#### Page extract

Stanley Fish, “Interpreting the Variorum”

1976

As the self-proclaimed “inventor” of reader response theory, Stanley Fish remains a controversial figure. One of many critics to overturn the centrality of the text to New Criticism, Fish nevertheless ruffled feathers even in his own community of thinkers (Wolfgang Iser wonders how Fish’s refusal to acknowledge subjectivist readerly tendencies can account for different readings of the same text). Nonetheless, his ideas remain highly influential; I am particularly interested in how a focus on the reader can help us understand the way that viewer assimilates new knowledge over time, especially in a long-form text that the reader enters and exits, and which is so clearly imbricated in the period of life they spend consuming it. It is worth comparing Fish’s “interpretive communities” to Benedict Anderson’s “imagined communities,” a term Lauren Berlant uses in The Female Complaint. 

Fish uses the Milton variorum, with its “surveying of the critical history of a work in order to find disputes that rested upon a base of agreement with the experience of a work, and argued that formalist criticism, because it is spatial rather than temporal in its emphases, either ignored or suppressed what is really happening in the act of reading” 2071.

“The facts that I cite as ones ignored by a formalist criticism (premature conclusions, double syntax, misidentification of speakers) are not discovered but created by the criticism I was myself practicing… that a bad (because spatial) model had suppressed what has really happening – loses its force because of my realization that the notion ‘really happening’ is just one more interpretation… the problem of accounting for the agreement readers often reach and for the principled ways in which they disagree” 2071.

“It was at this point that I elaborated the notion of interpretive communities as an explanation both for the difference we see – and by seeing make – and for the fact that those differences are not random or idiosyncratic but systemic and conventional” 2071.

“What if the [readerly] controversy is itself regarded as evidence, not of an ambiguity that must be removed, but of an ambiguity that readers have always experienced?” 2073.

“In other words, it is the structure of the reader’s experience rather than any structures available on the page that should be the object of description” 2074.

########

*Exercise directions*. Carry on the notes about Stanley Fish's "Interpreting the Variorum" from the point where they stop.

#### Provided information

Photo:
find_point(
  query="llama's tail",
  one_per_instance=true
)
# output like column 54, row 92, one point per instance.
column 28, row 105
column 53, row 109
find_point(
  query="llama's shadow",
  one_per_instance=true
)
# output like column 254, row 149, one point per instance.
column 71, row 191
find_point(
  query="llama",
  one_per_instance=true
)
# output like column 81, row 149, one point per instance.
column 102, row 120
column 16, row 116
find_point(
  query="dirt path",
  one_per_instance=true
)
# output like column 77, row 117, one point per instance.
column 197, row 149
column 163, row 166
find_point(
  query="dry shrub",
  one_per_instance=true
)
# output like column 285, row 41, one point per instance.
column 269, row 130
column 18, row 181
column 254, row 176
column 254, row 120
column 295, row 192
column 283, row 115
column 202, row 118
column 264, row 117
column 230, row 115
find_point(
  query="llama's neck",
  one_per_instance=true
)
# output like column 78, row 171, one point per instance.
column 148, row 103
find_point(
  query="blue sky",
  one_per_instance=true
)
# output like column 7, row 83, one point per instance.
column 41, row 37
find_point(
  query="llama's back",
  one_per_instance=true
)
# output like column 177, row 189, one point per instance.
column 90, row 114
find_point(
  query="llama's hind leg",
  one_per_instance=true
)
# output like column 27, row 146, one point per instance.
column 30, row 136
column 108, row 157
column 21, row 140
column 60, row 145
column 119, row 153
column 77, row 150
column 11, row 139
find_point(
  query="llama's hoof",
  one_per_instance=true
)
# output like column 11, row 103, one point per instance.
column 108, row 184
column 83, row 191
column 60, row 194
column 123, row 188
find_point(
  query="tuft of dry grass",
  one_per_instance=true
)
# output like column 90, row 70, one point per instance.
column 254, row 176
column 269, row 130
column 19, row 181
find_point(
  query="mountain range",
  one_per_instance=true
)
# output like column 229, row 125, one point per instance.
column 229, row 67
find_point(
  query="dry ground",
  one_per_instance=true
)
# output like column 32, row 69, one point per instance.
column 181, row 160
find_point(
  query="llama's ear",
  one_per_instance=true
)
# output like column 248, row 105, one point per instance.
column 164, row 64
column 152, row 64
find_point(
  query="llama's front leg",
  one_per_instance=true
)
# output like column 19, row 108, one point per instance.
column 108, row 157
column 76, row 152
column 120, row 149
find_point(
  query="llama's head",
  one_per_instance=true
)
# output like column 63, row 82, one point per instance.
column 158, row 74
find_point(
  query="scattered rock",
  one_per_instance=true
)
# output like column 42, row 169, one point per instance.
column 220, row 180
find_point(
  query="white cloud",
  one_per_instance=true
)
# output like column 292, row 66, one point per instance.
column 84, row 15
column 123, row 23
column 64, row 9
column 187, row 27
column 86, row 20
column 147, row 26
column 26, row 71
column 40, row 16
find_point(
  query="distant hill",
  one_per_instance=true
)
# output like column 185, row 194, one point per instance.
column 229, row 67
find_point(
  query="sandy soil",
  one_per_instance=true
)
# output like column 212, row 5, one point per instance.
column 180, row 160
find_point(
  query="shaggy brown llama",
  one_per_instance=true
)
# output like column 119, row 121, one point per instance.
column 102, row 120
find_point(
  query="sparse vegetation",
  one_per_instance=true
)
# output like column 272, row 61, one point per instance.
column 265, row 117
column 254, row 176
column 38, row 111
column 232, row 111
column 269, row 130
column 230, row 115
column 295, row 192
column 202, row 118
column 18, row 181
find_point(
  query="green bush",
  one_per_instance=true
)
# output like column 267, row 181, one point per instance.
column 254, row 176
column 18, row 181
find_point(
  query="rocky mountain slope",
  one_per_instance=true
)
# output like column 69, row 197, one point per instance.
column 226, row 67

########
#### Provided information

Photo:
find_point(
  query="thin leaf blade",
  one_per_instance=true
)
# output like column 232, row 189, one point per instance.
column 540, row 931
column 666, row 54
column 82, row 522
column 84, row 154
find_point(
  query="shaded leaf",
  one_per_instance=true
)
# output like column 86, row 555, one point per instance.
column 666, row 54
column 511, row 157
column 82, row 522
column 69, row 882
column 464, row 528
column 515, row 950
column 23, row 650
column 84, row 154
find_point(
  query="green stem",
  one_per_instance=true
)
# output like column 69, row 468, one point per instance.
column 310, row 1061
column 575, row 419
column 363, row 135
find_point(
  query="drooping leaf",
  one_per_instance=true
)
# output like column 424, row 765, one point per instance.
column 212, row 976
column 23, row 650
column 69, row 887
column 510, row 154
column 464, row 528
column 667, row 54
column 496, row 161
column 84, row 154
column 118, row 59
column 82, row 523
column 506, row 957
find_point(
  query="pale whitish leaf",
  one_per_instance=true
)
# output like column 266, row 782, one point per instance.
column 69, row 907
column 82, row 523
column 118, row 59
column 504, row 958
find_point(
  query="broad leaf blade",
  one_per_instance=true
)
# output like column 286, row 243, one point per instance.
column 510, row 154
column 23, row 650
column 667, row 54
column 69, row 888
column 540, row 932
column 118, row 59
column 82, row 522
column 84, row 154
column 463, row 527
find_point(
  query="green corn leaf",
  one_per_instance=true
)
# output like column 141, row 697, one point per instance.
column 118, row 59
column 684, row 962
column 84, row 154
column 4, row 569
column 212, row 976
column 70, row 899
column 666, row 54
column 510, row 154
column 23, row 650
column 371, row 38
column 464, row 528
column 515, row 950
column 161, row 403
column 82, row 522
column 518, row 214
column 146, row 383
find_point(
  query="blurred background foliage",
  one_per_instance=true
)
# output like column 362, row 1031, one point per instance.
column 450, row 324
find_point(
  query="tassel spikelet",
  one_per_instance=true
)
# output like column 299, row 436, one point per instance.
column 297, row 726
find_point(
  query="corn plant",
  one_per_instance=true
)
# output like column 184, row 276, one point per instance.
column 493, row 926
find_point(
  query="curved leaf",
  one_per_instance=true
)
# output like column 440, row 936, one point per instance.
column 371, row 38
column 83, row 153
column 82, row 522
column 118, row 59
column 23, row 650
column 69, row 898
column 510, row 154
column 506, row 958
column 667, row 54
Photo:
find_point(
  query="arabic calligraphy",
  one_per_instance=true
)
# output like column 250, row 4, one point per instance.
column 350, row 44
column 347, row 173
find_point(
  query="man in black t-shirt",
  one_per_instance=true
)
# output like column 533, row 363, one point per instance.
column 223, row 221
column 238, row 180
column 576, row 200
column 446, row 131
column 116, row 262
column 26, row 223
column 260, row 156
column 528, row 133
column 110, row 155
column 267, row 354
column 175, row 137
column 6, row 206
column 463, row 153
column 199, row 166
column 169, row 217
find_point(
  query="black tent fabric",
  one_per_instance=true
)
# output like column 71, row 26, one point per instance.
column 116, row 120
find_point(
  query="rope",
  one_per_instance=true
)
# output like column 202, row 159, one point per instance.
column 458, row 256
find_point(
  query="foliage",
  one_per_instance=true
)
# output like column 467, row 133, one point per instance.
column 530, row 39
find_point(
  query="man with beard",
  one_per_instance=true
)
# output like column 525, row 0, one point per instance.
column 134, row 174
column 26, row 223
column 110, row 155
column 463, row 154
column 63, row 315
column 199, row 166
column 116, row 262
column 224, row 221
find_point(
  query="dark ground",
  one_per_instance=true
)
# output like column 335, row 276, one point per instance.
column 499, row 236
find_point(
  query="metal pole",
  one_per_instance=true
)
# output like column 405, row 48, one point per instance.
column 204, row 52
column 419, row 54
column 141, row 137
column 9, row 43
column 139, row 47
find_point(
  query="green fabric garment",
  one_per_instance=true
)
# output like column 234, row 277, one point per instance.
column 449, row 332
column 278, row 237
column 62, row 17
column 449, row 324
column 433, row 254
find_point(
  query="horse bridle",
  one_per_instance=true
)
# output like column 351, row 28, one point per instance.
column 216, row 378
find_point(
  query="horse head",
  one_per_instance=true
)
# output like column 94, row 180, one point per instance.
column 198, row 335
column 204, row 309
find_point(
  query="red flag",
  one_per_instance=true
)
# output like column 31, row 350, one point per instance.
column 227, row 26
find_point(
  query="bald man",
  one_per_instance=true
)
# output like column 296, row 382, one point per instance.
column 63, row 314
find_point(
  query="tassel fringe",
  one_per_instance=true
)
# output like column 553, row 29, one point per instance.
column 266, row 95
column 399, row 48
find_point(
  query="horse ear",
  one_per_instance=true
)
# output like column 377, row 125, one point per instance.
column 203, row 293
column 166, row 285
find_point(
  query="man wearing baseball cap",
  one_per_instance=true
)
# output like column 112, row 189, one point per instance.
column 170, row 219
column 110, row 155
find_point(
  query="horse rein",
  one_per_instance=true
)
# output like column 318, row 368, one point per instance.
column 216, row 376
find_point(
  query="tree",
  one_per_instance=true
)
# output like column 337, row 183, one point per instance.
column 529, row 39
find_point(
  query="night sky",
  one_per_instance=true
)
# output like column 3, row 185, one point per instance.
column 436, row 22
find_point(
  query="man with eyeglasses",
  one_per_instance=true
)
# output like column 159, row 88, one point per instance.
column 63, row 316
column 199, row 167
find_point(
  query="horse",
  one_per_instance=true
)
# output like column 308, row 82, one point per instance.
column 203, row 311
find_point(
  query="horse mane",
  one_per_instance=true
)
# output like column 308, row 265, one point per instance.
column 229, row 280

########
#### Provided information

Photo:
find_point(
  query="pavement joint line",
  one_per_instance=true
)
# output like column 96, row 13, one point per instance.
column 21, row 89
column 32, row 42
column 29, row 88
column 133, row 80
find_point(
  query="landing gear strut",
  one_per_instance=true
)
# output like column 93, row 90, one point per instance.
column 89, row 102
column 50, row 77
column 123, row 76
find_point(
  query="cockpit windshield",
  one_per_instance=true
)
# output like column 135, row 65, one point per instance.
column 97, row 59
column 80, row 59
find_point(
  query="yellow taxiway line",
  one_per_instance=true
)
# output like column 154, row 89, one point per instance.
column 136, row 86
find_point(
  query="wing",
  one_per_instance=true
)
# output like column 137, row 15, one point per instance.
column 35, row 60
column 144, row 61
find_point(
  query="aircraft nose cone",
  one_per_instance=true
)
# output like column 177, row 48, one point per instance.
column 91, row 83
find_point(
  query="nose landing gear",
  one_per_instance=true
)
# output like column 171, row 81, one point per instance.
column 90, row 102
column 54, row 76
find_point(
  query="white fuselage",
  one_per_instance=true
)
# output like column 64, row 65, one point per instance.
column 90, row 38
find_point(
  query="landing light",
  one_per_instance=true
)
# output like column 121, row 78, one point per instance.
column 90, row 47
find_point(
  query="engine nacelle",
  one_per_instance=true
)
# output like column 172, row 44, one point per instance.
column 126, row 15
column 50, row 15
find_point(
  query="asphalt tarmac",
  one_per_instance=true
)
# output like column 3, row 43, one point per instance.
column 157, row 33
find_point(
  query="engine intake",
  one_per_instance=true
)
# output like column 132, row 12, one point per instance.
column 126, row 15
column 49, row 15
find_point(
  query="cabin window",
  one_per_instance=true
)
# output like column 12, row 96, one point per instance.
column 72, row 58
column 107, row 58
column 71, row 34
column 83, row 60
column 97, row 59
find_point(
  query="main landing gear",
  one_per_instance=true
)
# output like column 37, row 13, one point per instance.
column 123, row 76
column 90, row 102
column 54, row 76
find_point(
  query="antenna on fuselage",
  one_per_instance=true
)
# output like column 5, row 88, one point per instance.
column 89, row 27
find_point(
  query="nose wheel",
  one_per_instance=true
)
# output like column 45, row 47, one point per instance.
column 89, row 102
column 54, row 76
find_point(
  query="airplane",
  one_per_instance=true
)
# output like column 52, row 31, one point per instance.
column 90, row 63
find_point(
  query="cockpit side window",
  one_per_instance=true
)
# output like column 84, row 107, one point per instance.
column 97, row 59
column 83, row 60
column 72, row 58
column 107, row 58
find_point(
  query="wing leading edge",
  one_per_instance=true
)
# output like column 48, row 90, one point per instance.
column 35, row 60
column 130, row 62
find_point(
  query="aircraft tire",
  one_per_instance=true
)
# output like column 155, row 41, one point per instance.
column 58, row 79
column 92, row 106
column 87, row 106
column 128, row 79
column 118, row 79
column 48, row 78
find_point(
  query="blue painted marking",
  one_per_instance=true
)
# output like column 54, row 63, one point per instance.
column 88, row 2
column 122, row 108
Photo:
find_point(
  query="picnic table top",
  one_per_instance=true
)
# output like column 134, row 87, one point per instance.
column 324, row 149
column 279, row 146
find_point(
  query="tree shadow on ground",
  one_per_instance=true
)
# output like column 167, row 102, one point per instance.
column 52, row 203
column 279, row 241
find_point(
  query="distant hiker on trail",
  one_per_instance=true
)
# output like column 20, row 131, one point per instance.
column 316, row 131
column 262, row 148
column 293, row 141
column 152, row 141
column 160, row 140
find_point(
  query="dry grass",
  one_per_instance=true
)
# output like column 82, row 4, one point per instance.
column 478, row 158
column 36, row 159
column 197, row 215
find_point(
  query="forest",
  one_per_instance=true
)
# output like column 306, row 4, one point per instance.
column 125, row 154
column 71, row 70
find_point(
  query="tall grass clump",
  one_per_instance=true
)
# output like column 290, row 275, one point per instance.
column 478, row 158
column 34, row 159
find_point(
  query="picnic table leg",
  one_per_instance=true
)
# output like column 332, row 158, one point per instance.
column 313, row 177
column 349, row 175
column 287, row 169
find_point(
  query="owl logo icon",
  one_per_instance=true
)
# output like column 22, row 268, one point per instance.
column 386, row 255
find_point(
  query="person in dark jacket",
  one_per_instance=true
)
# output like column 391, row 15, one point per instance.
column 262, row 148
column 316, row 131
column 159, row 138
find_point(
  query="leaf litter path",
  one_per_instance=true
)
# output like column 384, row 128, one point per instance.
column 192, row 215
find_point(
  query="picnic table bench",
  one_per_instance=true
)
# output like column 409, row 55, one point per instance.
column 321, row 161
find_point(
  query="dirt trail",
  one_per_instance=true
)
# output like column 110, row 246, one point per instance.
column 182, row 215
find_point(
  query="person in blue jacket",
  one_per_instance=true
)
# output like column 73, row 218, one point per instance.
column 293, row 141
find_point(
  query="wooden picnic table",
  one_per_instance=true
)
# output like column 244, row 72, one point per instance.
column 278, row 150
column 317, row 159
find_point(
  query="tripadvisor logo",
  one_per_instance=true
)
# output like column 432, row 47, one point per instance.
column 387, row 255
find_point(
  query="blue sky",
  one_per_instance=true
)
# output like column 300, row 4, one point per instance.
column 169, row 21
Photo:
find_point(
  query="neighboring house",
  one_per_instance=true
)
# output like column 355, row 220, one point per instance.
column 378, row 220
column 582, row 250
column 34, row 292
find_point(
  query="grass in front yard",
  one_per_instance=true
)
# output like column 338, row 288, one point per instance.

########

*Written reply*.
“In a matter of seconds, then, line 7 has led four experiential lives, one as we anticipate it, another as that anticipation is revised, a third when we retroactively identify its speaker, and a fourth when that speaker disclaims it. What changes in each of these lives is the status of the poet’s murmurings – they are alternately expressed, rejected, reinstated, and qualified – and as the sequence ends, the reader is without a firm perspective on the question of record” 2078 [uncertainty]

“This, then, is the structure of the reader’s experience – the transferring of a moral label from a thing to those who appropriate it. It is an experience that depends on a reader for whom the name Bacchus has precise and immediate associations; another reader, a reader for whom those associations are less precise will not have that experience because he will not have rushed to a conclusion in relation to which the word ‘misused’ will stand as a challenge… the action of the mind which its possession makes possible for one reader and impossible for the other… [to] realize at the end of ti that he has been asked to take a position on one side of a continuing controversy” 2080.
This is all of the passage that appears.